◆ Фрагмент текста ◆
____________

Потом — снова на запад. Вода, вода, вода — без конца и края. Мы, имевшие по пяти буханок на каждого, шли около недели. Найденная нами тропинка вывела нас к уединенной молочной ферме. Мы спрятались и стали внимательно прислушиваться, а через некоторое время отправили Сазонова за пищей. Когда он вернулся с хлебом и маслом, нам бросилось в глаза, что из избушки выбежала крестьянка и заспешила к лодке, стоявшей на берегу. Было ясно: в этом доме живут коммунисты, и женщина отправлялась за красноармейцами. Мы сделали несколько выстрелов в ее сторону; она испугалась и вернулась в дом. Мы дочиста разграбили этих коммунистов: забрали кадку масла, большое количество хлеба и всю имевшуюся у них рыбу. У нас оказалось так много провизии, что даже Бессонов и я, которые обычно шли во главе отряда с одними только винтовками и прокладывали путь, теперь несли на плечах каждый по мешку.
К этому времени наша одежда превратилась в лохмотья. Колючие кустарники изодрали ее в клочья. Ботинки разваливались прямо на глазах. Наши всклоченные бороды свалялись, лица стали невероятно грязны, на коленках и локтях зазияли дыры. В общем, мы выглядели, как людоеды или беглые каторжники, которыми и являлись на самом деле.
Пробираясь через лес по узкой тропинке, мы наткнулись на следы солдатских ботинок и окурок самокрутки. Так как у нас больше не осталось табаку, окурок был незамедлительно поднят и каждый из нас сделал по глубокой затяжке. Сазонов и Мальбродский настаивали на том, что нужно покинуть опасную тропинку. Мы вышли к реке. Поиски брода заняли три часа, но его так и не удалось обнаружить. Нам пришлось опять вернуться на покинутую тропинку. После долгого плутания мы вышли к месту, где четко просматривались следы множества ног. Это подсказало нам, что граница где-то рядом. Но установить хотя бы приблизительно, где она, мы не смогли. У нас не было карты, и никто не знал, сколько миль нужно пройти, чтобы достичь Финляндии. Стрелка компаса указывала нам, как идти на запад, и этим ее помощь исчерпывалась.

____________

◆ Сохранённые строки ◆

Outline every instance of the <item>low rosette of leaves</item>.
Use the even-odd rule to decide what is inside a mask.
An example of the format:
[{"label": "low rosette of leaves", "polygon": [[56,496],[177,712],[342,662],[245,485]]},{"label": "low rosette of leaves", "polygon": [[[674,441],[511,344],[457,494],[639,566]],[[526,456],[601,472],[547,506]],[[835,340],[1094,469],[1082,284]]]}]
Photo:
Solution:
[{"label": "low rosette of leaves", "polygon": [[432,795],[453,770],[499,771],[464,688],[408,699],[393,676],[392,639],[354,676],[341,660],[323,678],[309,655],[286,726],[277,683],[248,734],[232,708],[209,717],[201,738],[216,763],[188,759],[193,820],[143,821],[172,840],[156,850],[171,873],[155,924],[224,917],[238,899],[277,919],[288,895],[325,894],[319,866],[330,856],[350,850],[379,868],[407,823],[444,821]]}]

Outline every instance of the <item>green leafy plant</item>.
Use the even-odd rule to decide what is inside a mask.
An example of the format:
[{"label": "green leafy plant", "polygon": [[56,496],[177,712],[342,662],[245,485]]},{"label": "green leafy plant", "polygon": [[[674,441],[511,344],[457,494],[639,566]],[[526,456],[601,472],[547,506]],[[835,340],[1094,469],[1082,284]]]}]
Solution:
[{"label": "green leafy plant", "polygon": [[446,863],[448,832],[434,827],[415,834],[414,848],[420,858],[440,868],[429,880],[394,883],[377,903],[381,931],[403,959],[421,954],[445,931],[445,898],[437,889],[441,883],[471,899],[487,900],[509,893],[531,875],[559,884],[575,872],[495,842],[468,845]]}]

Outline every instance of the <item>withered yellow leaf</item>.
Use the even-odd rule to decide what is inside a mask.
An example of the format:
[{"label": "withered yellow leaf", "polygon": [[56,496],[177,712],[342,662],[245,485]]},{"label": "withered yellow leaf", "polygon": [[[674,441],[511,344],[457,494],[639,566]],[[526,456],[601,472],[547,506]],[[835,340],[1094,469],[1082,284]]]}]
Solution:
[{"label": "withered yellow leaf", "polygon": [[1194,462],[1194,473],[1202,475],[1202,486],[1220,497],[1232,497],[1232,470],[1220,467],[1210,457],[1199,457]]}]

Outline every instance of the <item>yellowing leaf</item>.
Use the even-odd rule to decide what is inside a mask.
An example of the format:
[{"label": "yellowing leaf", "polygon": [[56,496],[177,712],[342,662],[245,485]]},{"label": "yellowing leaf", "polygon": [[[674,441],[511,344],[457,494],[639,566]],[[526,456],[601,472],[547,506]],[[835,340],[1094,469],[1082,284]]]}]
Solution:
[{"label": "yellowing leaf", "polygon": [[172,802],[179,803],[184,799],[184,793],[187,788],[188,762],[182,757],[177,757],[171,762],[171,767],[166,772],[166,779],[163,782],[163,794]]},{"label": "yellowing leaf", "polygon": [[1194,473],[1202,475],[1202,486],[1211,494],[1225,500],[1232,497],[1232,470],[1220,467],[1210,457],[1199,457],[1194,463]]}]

____________

◆ Что требуется ◆
#1 Как будет звучать фрагмент о побеге, начиная со слов «К этому времени» и вплоть до слов «на самом деле.», если заменить «лохмотья» на «тряпьё»?
#2 Ответьте на вопросы по фрагменту о побеге:
(a) Сколько буханок хлеба приходилось на каждого?
(b) Кого отправили за пищей на молочную ферму?
(c) Сколько времени заняли поиски брода?
Строки никак не связаны с фрагментом о побеге.

◆ Ответы по заданиям ◆
#1
К этому времени наша одежда превратилась в тряпьё. Колючие кустарники изодрали ее в клочья. Ботинки разваливались прямо на глазах. Наши всклоченные бороды свалялись, лица стали невероятно грязны, на коленках и локтях зазияли дыры. В общем, мы выглядели, как людоеды или беглые каторжники, которыми и являлись на самом деле.

#2
(a) По пять буханок.
(b) Сазонова.
(c) Три часа.